WORK TO BE COMPLETED
Set the listing down again exactly, please, apart from its pictures.

PROVIDED INFORMATION
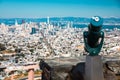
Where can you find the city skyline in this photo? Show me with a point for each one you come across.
(58, 8)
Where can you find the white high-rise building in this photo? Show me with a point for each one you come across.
(16, 23)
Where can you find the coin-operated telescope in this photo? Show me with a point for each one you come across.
(94, 37)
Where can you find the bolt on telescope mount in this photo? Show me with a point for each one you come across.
(94, 37)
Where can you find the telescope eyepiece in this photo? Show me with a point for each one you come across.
(95, 24)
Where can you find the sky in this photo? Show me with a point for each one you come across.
(59, 8)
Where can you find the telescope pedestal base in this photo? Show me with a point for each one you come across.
(93, 68)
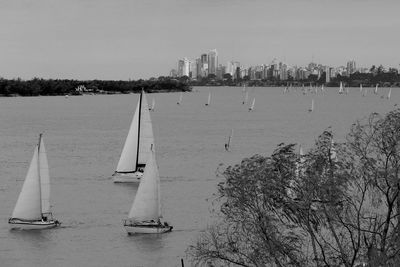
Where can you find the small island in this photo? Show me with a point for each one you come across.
(52, 87)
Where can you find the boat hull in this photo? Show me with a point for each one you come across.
(33, 225)
(127, 177)
(147, 228)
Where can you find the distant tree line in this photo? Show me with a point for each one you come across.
(36, 86)
(376, 75)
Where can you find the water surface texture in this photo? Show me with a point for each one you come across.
(84, 136)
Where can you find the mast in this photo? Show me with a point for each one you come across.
(40, 182)
(140, 114)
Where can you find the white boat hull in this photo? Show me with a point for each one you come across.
(147, 228)
(33, 225)
(127, 177)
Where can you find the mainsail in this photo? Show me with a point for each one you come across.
(147, 203)
(140, 139)
(44, 177)
(28, 205)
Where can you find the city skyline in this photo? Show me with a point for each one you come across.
(142, 39)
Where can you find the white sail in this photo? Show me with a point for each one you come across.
(246, 97)
(146, 141)
(147, 205)
(300, 162)
(28, 205)
(44, 177)
(228, 143)
(127, 161)
(153, 103)
(230, 138)
(180, 98)
(333, 154)
(312, 106)
(252, 104)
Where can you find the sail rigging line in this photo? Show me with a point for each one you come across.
(38, 169)
(138, 141)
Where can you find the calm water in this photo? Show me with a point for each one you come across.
(84, 136)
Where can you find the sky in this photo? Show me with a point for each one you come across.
(139, 39)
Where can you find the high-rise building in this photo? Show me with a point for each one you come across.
(181, 66)
(212, 61)
(184, 67)
(351, 67)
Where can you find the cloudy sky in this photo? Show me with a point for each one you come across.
(133, 39)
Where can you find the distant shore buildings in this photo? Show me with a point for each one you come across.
(207, 65)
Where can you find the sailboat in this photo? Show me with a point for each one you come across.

EXPECTED ANSWER
Where can you find the city skyline in this photo? Show me with a point for each one you come across.
(58, 8)
Where can you find the white high-rise building in this photo? Show me with a point for each one you come across.
(16, 23)
Where can you find the coin-operated telescope in this photo? Show me with a point for each one you come across.
(94, 37)
Where can you find the bolt on telescope mount in this photo? Show me with a point for each one you come across.
(94, 37)
Where can you find the telescope eyepiece in this photo? Show me with a point for each one you come across.
(95, 24)
Where can you find the sky in this photo? Show me with a point for each one you come across.
(59, 8)
Where can you find the telescope pedestal base in this photo? Show me with a point for each one you come across.
(93, 68)
Where can you find the small island in this photo? Show me with a point for each one you come across.
(52, 87)
Where can you find the boat hull in this photo? Show me with a point for each one you come across.
(33, 225)
(127, 177)
(147, 228)
Where can you find the distant tree line in this photo? Show me with a point for each one you come across.
(36, 86)
(376, 75)
Where can you find the water surface texture in this photo? Show me with a point for each one you come across.
(84, 136)
Where can you find the mast in this photo? Show me with a point for each one you come across.
(40, 182)
(140, 114)
Where can you find the white boat hull in this photo? Show me with a point for each one you come across.
(147, 228)
(33, 225)
(127, 177)
Where can you find the mainsail in this photo? Show me with a point for each one you come across.
(147, 203)
(140, 139)
(44, 177)
(28, 205)
Where can you find the city skyline in this photo? Show me with a point for each one you come across.
(142, 39)
Where can you find the white sail in this photo? Show me with a point for each one you come across.
(246, 97)
(146, 141)
(147, 205)
(300, 162)
(28, 205)
(44, 177)
(228, 143)
(127, 161)
(153, 103)
(230, 138)
(180, 98)
(333, 154)
(312, 106)
(252, 104)
Where can you find the sail rigging line in this photo? Show me with a point for each one you come across.
(38, 169)
(138, 141)
Where can you find the calm water in this photo? Show me with a point for each one you come across.
(84, 136)
Where can you find the sky in this photo? Show me with a point for each one you come across.
(139, 39)
Where can you find the high-rise building in this photo? Show me with a point for each one you come across.
(181, 66)
(212, 61)
(184, 67)
(351, 67)
Where can you find the cloudy sky in this photo? Show me with a point for each one you come across.
(133, 39)
Where can you find the distant shore buildings in this photo? Show me with a point for each one you come across.
(207, 65)
Where can you find the sailboat in this photo? Show me with a point for each one you come across.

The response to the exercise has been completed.